**Task to carry out**
Return word for word everything from the line containing "Where can the blue necktie" down to the last line of the items, including both of those lines.

Excerpts of location labeling data
....
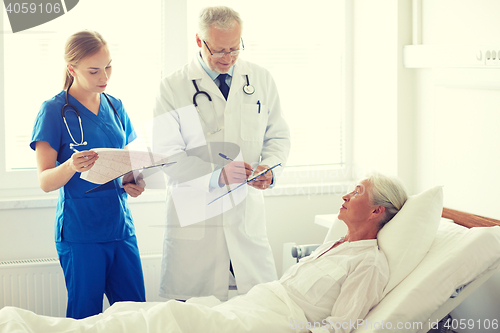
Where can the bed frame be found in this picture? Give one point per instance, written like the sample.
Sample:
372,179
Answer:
470,221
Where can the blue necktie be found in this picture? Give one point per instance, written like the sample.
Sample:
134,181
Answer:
224,88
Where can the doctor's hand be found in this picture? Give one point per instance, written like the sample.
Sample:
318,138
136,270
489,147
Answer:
235,172
83,160
264,181
132,185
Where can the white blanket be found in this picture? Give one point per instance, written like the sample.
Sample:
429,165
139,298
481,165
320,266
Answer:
266,308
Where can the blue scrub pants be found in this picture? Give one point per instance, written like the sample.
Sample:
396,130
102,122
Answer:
94,269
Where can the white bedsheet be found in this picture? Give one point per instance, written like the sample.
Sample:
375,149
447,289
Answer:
....
**Expected output**
Where can the blue necktie be found in this picture? Give one point per instance, written like the sample.
Sample:
134,181
Answer:
224,88
Where can the doctor's hand be found in this picture? Give one point per instance, written like the sample.
Sample:
318,138
136,270
489,147
Answer:
235,172
83,160
264,181
132,185
Where can the white blanket be found in this picture? Give one point per instance, written like the sample.
Sample:
429,165
139,298
481,165
320,266
Answer:
266,308
Where can the blue scrub pants be found in this picture? Give one point per instance, written like the sample.
Sample:
396,130
102,122
Answer:
94,269
Where can the white bedsheet be found in this picture? Give one point per instance, written like the sample.
Sample:
375,149
447,289
Answer:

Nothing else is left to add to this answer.